(What is asked)
Extract each line in the listing below that contains the string "floor".

————

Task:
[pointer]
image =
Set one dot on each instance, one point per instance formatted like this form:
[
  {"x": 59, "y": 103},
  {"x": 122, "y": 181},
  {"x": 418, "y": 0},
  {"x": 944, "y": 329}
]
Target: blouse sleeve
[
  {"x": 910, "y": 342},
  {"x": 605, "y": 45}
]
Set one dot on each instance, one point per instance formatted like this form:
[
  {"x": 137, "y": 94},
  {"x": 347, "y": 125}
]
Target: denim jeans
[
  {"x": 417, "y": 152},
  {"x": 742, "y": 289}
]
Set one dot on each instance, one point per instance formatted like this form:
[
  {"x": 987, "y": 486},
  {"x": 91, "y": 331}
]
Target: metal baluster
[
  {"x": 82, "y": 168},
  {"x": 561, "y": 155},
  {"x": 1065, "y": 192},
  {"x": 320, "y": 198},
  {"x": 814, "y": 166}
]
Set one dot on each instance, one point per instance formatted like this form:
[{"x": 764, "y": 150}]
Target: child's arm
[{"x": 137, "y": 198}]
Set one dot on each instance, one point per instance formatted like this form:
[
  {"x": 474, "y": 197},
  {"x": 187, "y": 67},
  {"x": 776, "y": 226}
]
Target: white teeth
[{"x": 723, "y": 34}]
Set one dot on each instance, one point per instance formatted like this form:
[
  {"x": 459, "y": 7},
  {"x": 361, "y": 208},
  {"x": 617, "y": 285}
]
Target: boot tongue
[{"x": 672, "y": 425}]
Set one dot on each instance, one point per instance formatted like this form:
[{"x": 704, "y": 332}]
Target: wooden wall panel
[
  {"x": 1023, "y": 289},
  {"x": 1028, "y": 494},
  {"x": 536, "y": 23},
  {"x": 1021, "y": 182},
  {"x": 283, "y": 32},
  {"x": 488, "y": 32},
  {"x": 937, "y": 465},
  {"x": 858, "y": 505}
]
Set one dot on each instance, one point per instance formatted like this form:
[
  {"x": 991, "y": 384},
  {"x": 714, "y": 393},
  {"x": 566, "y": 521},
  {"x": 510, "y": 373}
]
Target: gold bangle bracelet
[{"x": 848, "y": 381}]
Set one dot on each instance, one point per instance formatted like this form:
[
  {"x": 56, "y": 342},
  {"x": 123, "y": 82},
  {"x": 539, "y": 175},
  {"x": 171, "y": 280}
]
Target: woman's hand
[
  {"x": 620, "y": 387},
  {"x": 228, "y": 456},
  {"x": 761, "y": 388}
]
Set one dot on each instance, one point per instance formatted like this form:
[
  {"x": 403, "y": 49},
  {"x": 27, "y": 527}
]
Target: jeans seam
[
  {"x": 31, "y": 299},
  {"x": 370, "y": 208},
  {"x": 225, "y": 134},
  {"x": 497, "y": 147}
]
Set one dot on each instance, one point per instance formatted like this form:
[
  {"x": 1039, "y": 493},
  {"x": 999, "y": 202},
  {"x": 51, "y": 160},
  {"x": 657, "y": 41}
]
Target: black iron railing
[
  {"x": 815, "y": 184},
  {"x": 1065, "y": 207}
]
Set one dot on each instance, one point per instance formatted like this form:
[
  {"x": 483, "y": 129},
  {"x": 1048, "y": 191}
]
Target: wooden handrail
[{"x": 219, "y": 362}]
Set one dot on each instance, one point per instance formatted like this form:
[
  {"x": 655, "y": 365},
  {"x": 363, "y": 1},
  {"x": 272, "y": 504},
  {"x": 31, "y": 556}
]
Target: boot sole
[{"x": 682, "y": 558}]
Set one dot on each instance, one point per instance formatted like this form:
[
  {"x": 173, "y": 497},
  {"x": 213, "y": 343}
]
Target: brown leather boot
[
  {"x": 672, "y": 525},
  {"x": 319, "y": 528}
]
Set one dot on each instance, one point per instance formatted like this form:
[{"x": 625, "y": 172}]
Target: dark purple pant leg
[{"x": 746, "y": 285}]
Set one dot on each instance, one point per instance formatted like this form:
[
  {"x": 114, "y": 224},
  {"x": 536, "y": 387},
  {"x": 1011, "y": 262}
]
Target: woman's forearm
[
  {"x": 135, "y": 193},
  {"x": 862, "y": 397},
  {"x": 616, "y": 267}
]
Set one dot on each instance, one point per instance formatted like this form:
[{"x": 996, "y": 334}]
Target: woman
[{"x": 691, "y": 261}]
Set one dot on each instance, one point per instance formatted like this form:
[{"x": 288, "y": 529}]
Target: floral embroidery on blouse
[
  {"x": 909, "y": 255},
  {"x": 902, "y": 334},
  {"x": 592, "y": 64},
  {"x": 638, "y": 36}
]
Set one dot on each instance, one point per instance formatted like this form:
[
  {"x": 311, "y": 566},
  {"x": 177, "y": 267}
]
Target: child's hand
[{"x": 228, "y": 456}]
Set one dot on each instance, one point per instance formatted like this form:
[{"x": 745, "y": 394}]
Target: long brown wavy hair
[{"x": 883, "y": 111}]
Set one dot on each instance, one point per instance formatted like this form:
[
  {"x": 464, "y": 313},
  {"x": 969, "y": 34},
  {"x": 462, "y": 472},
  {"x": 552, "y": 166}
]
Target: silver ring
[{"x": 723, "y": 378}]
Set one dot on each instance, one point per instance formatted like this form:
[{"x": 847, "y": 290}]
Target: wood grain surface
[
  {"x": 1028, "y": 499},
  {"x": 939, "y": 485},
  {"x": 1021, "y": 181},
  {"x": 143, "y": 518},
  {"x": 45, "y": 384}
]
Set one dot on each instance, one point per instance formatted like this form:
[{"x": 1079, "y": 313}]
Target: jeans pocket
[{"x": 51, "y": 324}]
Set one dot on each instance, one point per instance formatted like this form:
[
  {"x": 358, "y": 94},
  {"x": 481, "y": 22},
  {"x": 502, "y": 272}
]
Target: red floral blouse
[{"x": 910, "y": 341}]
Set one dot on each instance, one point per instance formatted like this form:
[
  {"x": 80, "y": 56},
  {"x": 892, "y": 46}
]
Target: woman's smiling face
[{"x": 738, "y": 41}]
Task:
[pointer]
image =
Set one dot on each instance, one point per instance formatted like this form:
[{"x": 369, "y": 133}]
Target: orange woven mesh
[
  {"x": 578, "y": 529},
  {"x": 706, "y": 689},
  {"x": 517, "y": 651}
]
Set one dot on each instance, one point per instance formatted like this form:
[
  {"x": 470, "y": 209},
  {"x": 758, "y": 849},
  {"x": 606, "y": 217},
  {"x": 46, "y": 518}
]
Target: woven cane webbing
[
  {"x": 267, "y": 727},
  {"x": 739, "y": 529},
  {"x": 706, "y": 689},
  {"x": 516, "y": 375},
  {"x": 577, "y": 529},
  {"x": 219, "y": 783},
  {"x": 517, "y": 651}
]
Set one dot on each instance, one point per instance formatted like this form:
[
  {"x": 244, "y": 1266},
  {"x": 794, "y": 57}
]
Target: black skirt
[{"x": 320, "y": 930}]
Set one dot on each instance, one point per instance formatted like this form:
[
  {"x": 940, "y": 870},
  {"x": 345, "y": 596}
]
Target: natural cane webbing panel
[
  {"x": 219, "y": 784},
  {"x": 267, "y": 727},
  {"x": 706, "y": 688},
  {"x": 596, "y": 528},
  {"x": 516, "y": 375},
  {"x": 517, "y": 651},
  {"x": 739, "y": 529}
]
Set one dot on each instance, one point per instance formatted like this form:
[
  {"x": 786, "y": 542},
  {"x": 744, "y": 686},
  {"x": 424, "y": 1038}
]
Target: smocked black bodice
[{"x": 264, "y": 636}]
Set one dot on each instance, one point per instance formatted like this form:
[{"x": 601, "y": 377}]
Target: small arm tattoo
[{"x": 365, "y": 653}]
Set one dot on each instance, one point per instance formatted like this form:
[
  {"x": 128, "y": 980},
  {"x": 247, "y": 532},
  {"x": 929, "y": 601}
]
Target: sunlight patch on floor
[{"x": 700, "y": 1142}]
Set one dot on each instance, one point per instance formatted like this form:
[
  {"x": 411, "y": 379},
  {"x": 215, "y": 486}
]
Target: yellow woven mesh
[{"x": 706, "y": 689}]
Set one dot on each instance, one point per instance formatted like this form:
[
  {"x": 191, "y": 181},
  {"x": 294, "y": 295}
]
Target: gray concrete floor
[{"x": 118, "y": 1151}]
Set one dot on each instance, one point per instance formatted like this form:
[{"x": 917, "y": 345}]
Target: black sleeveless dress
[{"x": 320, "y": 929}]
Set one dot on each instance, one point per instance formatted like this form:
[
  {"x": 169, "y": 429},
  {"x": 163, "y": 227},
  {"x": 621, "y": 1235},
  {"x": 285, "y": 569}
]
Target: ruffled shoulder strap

————

(Solved exercise)
Target: sunlight patch on floor
Target: gray concrete floor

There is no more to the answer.